Collected data
▬▬▬▬▬▬

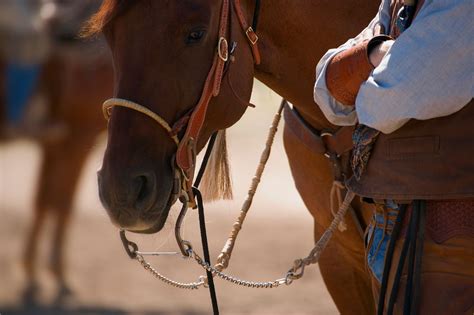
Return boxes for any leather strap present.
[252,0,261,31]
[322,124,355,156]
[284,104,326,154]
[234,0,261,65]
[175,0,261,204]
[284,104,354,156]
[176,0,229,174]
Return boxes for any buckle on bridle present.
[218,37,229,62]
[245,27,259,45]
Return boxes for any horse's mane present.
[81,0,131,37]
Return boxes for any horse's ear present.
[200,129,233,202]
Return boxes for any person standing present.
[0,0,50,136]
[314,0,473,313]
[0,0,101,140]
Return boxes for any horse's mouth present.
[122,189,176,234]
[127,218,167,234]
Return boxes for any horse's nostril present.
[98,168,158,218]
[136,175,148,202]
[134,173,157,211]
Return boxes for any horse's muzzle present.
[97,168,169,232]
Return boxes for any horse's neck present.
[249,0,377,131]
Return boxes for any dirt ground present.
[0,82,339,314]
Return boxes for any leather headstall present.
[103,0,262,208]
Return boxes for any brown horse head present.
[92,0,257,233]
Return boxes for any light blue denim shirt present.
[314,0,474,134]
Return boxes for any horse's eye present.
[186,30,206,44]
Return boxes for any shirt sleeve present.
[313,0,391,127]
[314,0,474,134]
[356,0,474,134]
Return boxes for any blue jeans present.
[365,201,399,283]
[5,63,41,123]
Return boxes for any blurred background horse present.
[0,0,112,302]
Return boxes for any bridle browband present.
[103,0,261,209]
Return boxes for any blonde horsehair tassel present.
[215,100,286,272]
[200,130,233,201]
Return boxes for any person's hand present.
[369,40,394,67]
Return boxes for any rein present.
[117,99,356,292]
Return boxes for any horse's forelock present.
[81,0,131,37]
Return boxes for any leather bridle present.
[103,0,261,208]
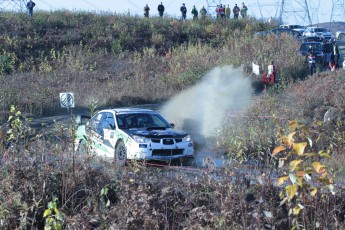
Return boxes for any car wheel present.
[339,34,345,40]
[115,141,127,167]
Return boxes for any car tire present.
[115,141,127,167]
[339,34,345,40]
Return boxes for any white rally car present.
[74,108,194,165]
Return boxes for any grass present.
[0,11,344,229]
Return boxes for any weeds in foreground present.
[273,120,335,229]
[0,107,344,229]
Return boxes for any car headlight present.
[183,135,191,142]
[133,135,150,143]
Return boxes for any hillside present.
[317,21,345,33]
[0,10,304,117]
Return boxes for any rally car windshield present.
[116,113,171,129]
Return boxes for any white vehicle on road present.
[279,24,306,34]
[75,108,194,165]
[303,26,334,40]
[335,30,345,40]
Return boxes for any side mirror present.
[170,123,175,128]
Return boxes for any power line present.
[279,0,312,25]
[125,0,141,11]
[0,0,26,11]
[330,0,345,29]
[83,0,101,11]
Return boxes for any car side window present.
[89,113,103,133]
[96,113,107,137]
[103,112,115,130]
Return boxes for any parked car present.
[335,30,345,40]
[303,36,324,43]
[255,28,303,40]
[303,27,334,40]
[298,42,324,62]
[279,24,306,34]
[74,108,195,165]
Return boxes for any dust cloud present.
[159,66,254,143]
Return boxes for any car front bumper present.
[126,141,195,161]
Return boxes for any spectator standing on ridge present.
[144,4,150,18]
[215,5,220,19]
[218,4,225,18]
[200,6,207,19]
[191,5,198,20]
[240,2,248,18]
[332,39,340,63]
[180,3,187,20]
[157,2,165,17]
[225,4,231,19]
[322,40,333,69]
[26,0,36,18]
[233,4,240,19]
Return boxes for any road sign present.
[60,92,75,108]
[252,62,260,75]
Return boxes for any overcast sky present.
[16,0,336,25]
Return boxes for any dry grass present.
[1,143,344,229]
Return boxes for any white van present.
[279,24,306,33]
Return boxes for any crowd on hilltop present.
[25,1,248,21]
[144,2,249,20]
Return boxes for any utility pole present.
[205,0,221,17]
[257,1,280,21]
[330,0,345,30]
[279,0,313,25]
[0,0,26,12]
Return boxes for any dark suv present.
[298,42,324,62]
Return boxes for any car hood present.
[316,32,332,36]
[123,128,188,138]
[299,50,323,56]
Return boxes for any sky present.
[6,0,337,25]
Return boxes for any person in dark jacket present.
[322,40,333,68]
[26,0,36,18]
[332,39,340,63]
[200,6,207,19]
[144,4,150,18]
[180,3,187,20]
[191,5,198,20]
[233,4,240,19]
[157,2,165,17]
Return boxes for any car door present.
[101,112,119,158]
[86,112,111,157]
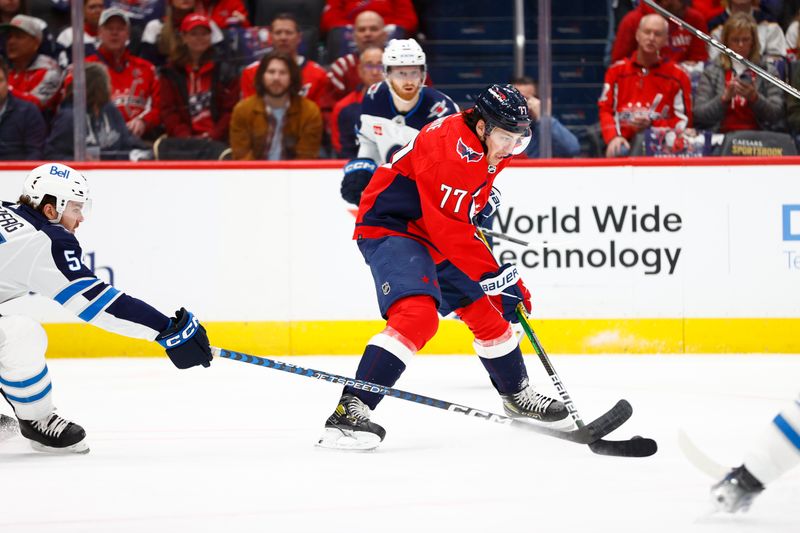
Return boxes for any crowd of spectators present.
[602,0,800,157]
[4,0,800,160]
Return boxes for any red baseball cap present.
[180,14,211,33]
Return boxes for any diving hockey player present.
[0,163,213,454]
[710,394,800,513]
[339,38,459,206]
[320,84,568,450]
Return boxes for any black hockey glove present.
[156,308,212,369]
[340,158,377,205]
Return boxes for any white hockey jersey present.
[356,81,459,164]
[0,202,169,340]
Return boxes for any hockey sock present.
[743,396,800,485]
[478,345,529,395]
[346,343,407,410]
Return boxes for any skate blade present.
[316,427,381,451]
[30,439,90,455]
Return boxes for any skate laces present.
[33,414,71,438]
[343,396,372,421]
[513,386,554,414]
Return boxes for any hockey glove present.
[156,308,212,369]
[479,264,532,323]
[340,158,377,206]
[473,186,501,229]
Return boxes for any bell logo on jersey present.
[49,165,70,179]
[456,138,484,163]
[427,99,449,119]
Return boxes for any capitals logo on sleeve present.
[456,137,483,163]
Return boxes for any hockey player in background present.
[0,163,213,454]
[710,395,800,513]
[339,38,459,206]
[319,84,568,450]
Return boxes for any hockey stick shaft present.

▬▬▬▬▬▬

# Required action
Every line above is to be returned exactly, with its pictures removed.

# Answer to the problem
Return boxes for any leather strap present.
[252,0,261,31]
[322,124,355,156]
[284,104,326,154]
[234,0,261,65]
[175,0,261,204]
[284,104,354,156]
[176,0,229,174]
Return boxes for any buckle on bridle present.
[218,37,229,62]
[245,27,259,45]
Return boxes for any horse's mane present.
[81,0,131,37]
Return boxes for any horse's ear present.
[200,129,233,202]
Return boxes for any person standing present.
[0,0,50,136]
[314,0,473,313]
[0,0,101,140]
Return boxes for any horse's mouth present.
[122,189,176,234]
[127,218,167,234]
Return boxes for any horse's nostril present.
[98,168,158,218]
[136,175,148,202]
[134,173,157,211]
Return boxes for any horse's muzzle present.
[97,168,169,232]
Return boxes for any horse's neck present.
[249,0,377,131]
Return boxes for any dirt ground present.
[0,82,339,314]
Return boxes for any leather headstall present.
[103,0,262,208]
Return boxes for any brown horse head present.
[92,0,257,233]
Return boxes for any light blue denim shirt present.
[314,0,474,134]
Return boxes for any horse's eye present.
[186,30,206,44]
Return boxes for any shirt sleeve present.
[313,0,391,127]
[314,0,474,134]
[356,0,474,134]
Return boxes for any blue jeans present.
[365,201,399,283]
[5,63,41,123]
Return boxes for any blurred background horse present.
[0,0,112,302]
Return boxes for any bridle browband present.
[103,0,261,209]
Return boxes for any blonde horsehair tassel present.
[215,100,286,272]
[200,130,233,201]
Return boxes for any person's hand present.
[369,40,394,67]
Return boxes for any rein present.
[117,99,356,292]
Return boxes for any horse's forelock present.
[81,0,131,37]
Return boxes for any leather bridle present.
[103,0,261,208]
Return boxes for any car wheel present.
[339,34,345,40]
[115,141,127,167]
Return boxes for any car tire present.
[115,141,127,167]
[339,34,345,40]
Return boxes for any white rally car present.
[74,108,194,165]
Return boxes for any grass present.
[0,11,344,229]
Return boxes for any weeds in foreground present.
[273,120,335,229]
[0,107,344,229]
Return boxes for any car headlight present.
[183,135,191,142]
[133,135,150,143]
Return boxes for any hillside present.
[317,21,345,33]
[0,10,304,117]
Return boxes for any rally car windshield present.
[116,113,171,129]
Return boxes for any white vehicle on road present.
[279,24,306,34]
[75,108,194,165]
[303,26,334,40]
[335,30,345,40]
Return boxes for any side mirror present.
[170,123,175,128]
Return boxes for any power line present.
[279,0,312,25]
[125,0,141,11]
[0,0,26,11]
[330,0,345,29]
[83,0,101,11]
Return boxes for any car side window present.
[89,113,103,133]
[96,113,107,137]
[103,112,115,130]
Return boxes for any parked car present.
[335,30,345,40]
[303,36,324,43]
[255,28,303,40]
[303,27,334,40]
[298,42,324,62]
[279,24,306,34]
[74,108,195,165]
Return boxes for any dust cloud present.
[159,66,254,143]
Return boxes for any car front bumper present.
[126,141,195,161]
Return boxes for any spectator standing on ridge present.
[144,4,150,18]
[215,5,220,19]
[218,4,225,18]
[200,6,207,19]
[191,5,198,20]
[240,2,248,18]
[332,39,340,63]
[180,3,187,20]
[157,2,165,17]
[225,4,231,19]
[322,40,333,69]
[26,0,36,18]
[233,4,240,19]
Return boxes for any road sign present.
[60,92,75,108]
[252,62,260,75]
Return boxes for any overcast sky present.
[16,0,336,25]
Return boxes for any dry grass present.
[1,143,344,229]
Return boxes for any white van present.
[279,24,306,33]
Return boxes for any crowd on hilltop present.
[25,1,248,21]
[144,2,249,20]
Return boxes for any utility pole present.
[205,0,221,17]
[257,1,280,21]
[330,0,345,30]
[279,0,313,25]
[0,0,26,12]
Return boxes for any dark suv present.
[298,42,324,62]
Return boxes for any car hood present.
[316,32,332,36]
[123,128,188,138]
[299,50,323,56]
Return boxes for any sky present.
[6,0,337,25]
Return boxes for any person in dark jacket present.
[322,40,333,68]
[26,0,36,18]
[332,39,340,63]
[200,6,207,19]
[144,4,150,18]
[180,3,187,20]
[191,5,198,20]
[233,4,240,19]
[157,2,165,17]
Return boxes for any car door present.
[101,112,119,158]
[86,112,111,157]
Return boxes for any crowd of spectators present.
[602,0,800,157]
[4,0,800,160]
Return boxes for any red baseball cap present.
[180,14,211,33]
Return boxes for any diving hockey player present.
[0,163,213,454]
[710,394,800,513]
[339,38,459,206]
[320,84,568,450]
Return boxes for any black hockey glove present.
[156,308,212,369]
[340,158,377,205]
Return boxes for any white hockey jersey present.
[356,81,459,164]
[0,202,169,340]
Return boxes for any hockey sock present.
[743,396,800,485]
[478,345,529,395]
[346,343,407,410]
Return boxes for any skate blade present.
[316,427,381,451]
[30,439,90,455]
Return boxes for any skate laces present.
[33,414,71,438]
[343,396,372,421]
[513,386,554,414]
Return boxes for any hockey glove present.
[156,308,212,369]
[479,264,532,323]
[340,158,377,206]
[473,186,501,229]
Return boxes for any bell logo on jersey present.
[49,165,70,179]
[456,138,484,163]
[427,99,449,119]
Return boxes for any capitals logo on sleeve present.
[456,137,483,163]
Return boxes for any hockey player in background present.
[0,163,213,454]
[710,395,800,513]
[339,38,459,206]
[319,84,568,450]
Return boxes for any hockey stick shaft present.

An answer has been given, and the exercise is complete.